> WORK TO DO:
1 > In the passage on decadal climate prediction skill, which region has lower skill in HRDP even though it is often highlighted as a key region that benefits from initialization?
2 > Go on writing the passage on decadal climate prediction skill, starting after its last sentence.

> DOCUMENT SEGMENT:
☆ ☆ ☆ ☆

Attribution of HRDP prediction skill to contributions from external forcing and initialization using conventional techniques^3,5 is not possible due to the lack of a large ensemble of uninitialized historical simulations using HR CESM1.3. However, skill for detrended fields offers a rough indication of where initialized internal variability may be an important factor, and furthermore, linear detrending is a method that can be applied consistently to both systems (Fig. 3). The North Atlantic stands out as a region of high detrended SAT skill, with both systems exhibiting a horseshoe-like pattern of elevated ACC reminiscent of the SST loading pattern of Atlantic multidecadal variability³⁸. HRDP skill is higher throughout the tropical Atlantic but particularly so in the northern tropical Atlantic (Fig. 3c), a region that has historically shown low skill improvement due to initialization in decadal prediction systems³⁹. There are also related SAT skill increases over land in HRDP over North Africa and southern Europe. On the other hand, HRDP shows lower skill in the subpolar North Atlantic (SPNA), which is often highlighted as a key region benefitting from initialization^3,5,40. Lower SPNA skill in HRDP implies that this region does not account for the higher northern tropical Atlantic skill in HRDP, as might have been expected from previous work highlighting an extratropical-tropical connection in the North Atlantic⁴¹. The reasons for skill degradation in the SPNA remain under investigation, but it appears to be related to a less accurate reproduction of historical, observed variability in this region in the HR-FOSI simulation used to initialize HRDP compared to the LR-FOSI used for DPLE (Table 1). The SEP and EPSO regions still show large skill improvement (ΔACC > 0.5) in HRDP after detrending (Fig. 3c), implying that skillful prediction of non-trend (possibly internal) variability contributes to the overall improvement in raw SAT skill (Fig. 1c). The resilience to detrending of the general features of skill difference for annual PRE and SLP (compare panels f and i of Figs. 1 and 3) bolsters the conclusion that the HRDP-DPLE skill comparison reflects important differences in the representation of non-trend variance (see also Supplementary Fig. 3 for detrended MSSS maps).

☆ ☆ ☆ ☆

> DATA:
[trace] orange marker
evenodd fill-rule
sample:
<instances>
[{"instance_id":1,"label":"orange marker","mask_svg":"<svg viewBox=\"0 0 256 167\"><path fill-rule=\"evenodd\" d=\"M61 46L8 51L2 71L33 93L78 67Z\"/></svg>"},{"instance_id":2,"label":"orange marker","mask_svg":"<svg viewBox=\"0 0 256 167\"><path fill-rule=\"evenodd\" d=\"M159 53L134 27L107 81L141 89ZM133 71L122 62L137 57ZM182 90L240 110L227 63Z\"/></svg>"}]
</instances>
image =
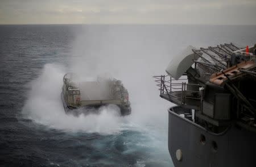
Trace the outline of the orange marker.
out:
<instances>
[{"instance_id":1,"label":"orange marker","mask_svg":"<svg viewBox=\"0 0 256 167\"><path fill-rule=\"evenodd\" d=\"M249 47L248 45L246 46L246 48L245 49L245 53L249 53Z\"/></svg>"}]
</instances>

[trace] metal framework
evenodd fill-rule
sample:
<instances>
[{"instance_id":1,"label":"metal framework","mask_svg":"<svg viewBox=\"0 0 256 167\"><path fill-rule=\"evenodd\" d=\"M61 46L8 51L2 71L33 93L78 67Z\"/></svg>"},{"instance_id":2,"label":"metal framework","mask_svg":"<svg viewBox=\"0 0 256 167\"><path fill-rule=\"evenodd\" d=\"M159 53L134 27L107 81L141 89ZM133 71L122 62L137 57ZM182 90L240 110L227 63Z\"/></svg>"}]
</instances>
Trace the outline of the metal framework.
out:
<instances>
[{"instance_id":1,"label":"metal framework","mask_svg":"<svg viewBox=\"0 0 256 167\"><path fill-rule=\"evenodd\" d=\"M160 90L160 95L171 102L175 102L180 105L187 104L188 99L200 101L201 99L199 88L204 85L200 84L188 84L187 78L180 78L176 80L170 78L166 80L168 76L154 76L155 81ZM190 89L189 86L197 87L199 91Z\"/></svg>"}]
</instances>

☆ ☆ ☆ ☆

> RESPONSES IN ORDER:
1 > The subpolar North Atlantic (SPNA).

2 >
Fig. 3: Detrended correlation comparison for annual fields.

ACC skill for 10-member HRDP (a, d, g), 10-member DPLE (b, e, h), and their difference (c, f, i) for years 1–5 forecasts of annual SAT (top), PRE (middle), and SLP (bottom). Difference values in (c, f, i) are non-zero only where HRDP skill is significantly higher or lower than DPLE skill at the 90% confidence level (see Methods). All timeseries were linearly detrended prior to ACC computation. See Supplementary Table 1 for a quantitative summary of skill differences plotted here.

Skill comparisons for seasonal fields show some noteworthy differences from the annual mean comparisons (see Supplementary Figs. 4–7), but the primary conclusion that high resolution generally enhances skill remains robust. In boreal winter (DJFM), the increased HRDP skill for PRE over the western US becomes even more pronounced while SLP shows more significant improvement (ΔACC > 0.7) around the coast of the continental US and Mexico (Supplementary Figs. 4 and 5). In boreal summer (JJAS), the enhanced skill for PRE in the tropical Pacific shifts further west and the SLP skill increase in the SEP and EPSO regions becomes more prominent (Supplementary Figs. 6 and 7). However, JJAS SLP skill degradation becomes worse over the North Atlantic and surrounding continents, resulting in overall skill degradation in HRDP compared to DPLE for this field in boreal summer (Supplementary Table 1). The detailed mechanisms that explain diverse regional skill differences and their seasonality will be examined in future work.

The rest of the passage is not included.